> _Problem to work on_
When you reach the line containing "Pin every instance of the man standing" in the records below, start copying exactly, and stop once you have copied the line containing "Pin every instance of the grey shorts.".

> _Exercise material_
▬▬▬▬▬▬

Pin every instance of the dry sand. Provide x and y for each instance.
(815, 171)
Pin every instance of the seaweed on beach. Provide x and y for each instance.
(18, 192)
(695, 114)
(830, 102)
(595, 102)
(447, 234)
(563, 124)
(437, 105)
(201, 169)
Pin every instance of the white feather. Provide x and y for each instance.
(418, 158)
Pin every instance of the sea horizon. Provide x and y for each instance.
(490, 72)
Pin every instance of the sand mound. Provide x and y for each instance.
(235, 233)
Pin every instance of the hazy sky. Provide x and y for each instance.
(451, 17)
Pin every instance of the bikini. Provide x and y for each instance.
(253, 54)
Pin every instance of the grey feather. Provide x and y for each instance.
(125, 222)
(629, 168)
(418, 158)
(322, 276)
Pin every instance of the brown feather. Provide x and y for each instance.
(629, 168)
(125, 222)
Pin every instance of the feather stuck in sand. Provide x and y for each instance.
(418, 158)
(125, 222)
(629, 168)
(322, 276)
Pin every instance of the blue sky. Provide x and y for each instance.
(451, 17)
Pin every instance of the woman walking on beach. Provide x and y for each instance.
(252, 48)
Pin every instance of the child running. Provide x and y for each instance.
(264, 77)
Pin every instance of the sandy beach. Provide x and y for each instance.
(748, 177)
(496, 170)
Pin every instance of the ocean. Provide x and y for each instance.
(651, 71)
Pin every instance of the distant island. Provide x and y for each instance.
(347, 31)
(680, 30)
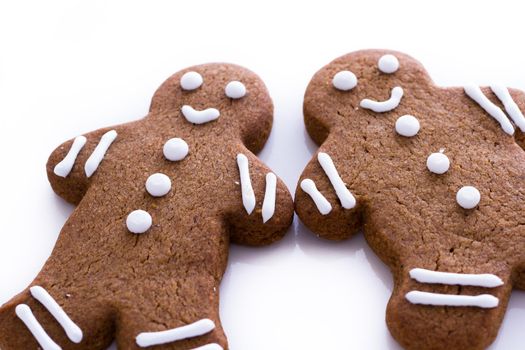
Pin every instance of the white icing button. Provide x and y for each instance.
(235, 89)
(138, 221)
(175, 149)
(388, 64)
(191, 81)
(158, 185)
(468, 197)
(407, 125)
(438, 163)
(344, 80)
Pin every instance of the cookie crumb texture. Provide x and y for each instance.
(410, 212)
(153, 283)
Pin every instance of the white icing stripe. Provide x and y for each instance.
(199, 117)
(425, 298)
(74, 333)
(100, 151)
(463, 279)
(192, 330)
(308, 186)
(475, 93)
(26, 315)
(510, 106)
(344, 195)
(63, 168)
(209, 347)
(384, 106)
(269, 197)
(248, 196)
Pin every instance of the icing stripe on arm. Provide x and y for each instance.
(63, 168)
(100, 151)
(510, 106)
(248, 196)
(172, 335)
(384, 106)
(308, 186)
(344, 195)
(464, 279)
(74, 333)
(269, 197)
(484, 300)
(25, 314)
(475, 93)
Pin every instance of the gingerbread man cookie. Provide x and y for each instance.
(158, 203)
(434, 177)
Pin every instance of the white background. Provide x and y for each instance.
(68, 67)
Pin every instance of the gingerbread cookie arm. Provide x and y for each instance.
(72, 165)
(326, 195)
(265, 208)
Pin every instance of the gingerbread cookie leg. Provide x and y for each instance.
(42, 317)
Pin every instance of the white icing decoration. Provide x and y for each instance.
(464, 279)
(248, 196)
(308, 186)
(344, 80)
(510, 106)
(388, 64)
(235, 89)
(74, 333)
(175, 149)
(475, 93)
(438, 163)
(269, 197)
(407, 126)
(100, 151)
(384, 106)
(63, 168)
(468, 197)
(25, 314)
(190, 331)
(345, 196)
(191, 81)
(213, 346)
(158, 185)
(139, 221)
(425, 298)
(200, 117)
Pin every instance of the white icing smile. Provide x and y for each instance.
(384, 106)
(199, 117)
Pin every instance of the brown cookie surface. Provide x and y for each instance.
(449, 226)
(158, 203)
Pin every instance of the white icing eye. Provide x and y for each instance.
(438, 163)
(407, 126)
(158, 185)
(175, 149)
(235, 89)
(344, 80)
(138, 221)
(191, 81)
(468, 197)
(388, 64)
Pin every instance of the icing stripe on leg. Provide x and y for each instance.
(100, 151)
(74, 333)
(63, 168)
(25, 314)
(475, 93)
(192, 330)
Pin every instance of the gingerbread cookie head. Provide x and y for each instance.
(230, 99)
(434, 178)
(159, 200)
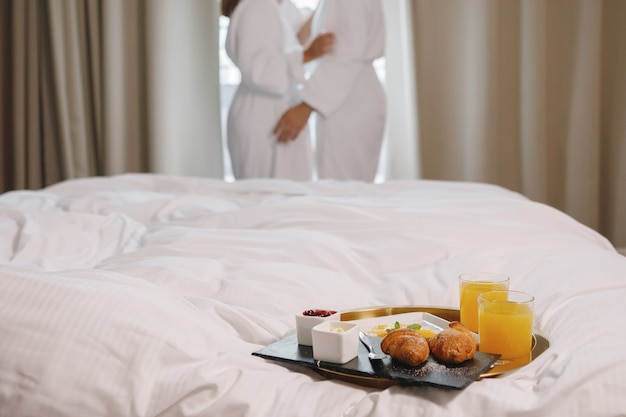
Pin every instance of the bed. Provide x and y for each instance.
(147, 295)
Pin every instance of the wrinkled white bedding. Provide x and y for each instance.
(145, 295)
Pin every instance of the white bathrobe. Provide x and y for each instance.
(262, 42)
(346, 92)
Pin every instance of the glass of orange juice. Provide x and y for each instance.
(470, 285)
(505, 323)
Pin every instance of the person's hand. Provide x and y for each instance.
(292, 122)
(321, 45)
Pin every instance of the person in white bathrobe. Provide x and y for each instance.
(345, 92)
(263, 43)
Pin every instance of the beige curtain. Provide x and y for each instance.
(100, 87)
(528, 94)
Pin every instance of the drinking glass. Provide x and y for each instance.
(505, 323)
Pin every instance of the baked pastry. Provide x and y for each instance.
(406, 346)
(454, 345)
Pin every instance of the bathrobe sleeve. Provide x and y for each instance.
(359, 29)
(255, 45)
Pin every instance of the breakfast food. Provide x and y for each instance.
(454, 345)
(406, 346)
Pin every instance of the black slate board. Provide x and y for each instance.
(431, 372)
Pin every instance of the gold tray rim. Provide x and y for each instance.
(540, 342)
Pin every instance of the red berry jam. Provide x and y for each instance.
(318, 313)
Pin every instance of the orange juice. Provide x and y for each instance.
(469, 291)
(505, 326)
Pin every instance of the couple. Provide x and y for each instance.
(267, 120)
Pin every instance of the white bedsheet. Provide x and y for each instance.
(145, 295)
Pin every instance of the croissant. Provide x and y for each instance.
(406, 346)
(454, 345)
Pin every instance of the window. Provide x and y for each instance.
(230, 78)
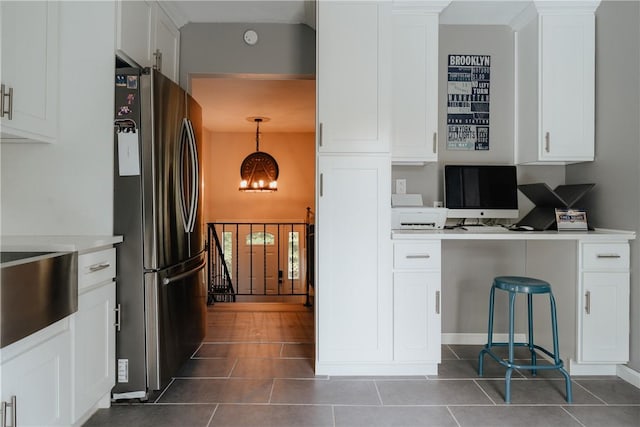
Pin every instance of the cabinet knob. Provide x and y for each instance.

▬▬▬▬▬▬

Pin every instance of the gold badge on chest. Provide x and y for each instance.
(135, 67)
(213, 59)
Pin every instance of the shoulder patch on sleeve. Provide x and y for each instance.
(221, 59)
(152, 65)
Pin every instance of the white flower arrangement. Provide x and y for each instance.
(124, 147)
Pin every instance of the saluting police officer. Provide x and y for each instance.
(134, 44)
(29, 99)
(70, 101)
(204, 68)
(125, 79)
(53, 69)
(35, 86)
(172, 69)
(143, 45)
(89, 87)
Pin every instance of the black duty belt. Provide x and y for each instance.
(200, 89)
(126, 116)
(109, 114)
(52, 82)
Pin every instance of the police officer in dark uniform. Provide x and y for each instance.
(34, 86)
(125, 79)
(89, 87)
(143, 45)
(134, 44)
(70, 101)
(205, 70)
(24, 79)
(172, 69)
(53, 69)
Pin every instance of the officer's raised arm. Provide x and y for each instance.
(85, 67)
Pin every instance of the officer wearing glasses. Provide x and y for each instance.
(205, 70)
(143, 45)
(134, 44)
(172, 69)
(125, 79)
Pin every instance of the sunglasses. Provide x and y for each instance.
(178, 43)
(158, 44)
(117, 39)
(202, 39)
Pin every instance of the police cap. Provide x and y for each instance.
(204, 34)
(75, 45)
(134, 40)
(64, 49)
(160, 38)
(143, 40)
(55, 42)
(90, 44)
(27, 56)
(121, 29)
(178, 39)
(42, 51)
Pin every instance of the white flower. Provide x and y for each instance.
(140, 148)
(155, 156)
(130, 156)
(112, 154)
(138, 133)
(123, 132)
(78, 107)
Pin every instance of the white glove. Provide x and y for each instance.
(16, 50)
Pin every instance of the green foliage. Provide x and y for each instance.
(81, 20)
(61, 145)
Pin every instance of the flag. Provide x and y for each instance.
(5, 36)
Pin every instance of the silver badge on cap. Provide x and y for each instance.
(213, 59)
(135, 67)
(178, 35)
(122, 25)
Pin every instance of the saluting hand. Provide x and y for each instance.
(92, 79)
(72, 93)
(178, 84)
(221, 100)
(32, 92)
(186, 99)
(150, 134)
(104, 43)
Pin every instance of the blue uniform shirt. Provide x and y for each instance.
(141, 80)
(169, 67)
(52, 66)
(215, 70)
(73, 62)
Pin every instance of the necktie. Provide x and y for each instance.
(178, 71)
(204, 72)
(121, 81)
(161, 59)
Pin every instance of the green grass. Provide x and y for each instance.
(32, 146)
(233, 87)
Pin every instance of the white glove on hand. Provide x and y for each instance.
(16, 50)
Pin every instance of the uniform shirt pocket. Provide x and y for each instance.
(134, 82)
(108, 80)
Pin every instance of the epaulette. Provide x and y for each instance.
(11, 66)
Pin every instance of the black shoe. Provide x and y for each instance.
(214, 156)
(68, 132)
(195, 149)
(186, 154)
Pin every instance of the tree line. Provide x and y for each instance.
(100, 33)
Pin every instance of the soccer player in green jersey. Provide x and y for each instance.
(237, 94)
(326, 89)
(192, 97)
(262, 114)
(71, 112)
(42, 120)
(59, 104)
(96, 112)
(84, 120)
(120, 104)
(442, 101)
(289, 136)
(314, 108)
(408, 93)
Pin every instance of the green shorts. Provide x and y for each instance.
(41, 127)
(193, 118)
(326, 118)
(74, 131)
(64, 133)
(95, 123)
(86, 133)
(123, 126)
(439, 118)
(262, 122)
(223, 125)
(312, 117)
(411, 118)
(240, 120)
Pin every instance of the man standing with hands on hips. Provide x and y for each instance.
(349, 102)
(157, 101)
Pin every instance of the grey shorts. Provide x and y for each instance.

▬▬▬▬▬▬

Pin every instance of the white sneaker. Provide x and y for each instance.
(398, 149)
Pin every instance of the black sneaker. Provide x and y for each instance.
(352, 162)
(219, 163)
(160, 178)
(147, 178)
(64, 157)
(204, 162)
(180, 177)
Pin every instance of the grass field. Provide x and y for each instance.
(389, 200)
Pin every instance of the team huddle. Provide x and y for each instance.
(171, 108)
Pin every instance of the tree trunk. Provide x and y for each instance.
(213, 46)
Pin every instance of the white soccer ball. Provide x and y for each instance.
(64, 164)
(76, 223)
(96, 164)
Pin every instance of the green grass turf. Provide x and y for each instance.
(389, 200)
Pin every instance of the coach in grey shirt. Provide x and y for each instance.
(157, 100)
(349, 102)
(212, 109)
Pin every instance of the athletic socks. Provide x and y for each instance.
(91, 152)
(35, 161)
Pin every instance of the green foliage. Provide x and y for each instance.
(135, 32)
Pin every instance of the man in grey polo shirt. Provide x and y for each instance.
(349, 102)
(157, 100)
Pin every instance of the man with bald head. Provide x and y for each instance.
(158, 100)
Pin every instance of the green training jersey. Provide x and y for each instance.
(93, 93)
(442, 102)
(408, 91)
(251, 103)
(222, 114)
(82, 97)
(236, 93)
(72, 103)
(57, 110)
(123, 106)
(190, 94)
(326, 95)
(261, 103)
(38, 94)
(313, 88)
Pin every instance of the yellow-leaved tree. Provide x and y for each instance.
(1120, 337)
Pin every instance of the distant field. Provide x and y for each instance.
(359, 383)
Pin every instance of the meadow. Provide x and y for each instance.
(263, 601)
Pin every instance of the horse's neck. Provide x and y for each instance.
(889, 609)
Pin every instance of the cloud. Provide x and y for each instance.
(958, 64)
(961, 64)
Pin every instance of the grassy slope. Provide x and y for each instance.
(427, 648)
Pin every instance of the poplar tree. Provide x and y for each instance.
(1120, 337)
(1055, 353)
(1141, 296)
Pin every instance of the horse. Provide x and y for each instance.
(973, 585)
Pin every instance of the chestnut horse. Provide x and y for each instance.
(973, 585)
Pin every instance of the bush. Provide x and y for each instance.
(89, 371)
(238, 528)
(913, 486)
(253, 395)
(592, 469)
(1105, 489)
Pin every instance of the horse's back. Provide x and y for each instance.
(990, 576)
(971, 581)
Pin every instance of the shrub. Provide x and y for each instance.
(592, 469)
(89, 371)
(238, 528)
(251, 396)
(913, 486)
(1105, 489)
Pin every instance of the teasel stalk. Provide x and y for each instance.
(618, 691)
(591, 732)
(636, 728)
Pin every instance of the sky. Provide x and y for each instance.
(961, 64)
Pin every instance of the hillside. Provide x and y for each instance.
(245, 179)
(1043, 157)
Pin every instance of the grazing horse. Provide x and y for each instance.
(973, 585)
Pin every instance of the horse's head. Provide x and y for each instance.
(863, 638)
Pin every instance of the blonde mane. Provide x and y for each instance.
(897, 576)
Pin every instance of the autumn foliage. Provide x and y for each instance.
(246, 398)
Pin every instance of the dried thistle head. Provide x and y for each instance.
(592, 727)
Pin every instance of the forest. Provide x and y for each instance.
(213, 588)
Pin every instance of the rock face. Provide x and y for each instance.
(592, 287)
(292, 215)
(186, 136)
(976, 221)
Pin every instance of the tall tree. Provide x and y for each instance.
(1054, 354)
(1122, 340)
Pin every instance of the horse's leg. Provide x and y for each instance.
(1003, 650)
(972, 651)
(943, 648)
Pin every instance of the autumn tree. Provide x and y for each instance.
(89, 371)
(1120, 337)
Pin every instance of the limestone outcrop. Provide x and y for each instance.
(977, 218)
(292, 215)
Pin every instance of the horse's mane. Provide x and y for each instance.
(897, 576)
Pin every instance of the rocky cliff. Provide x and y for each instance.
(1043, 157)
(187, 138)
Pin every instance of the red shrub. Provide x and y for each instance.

▬▬▬▬▬▬

> _Worked solution_
Pin every instance of the man standing with hands on hips. Provide x and y for each instance.
(349, 102)
(157, 101)
Pin every instance of the grey shorts. Provide x and y for each instance.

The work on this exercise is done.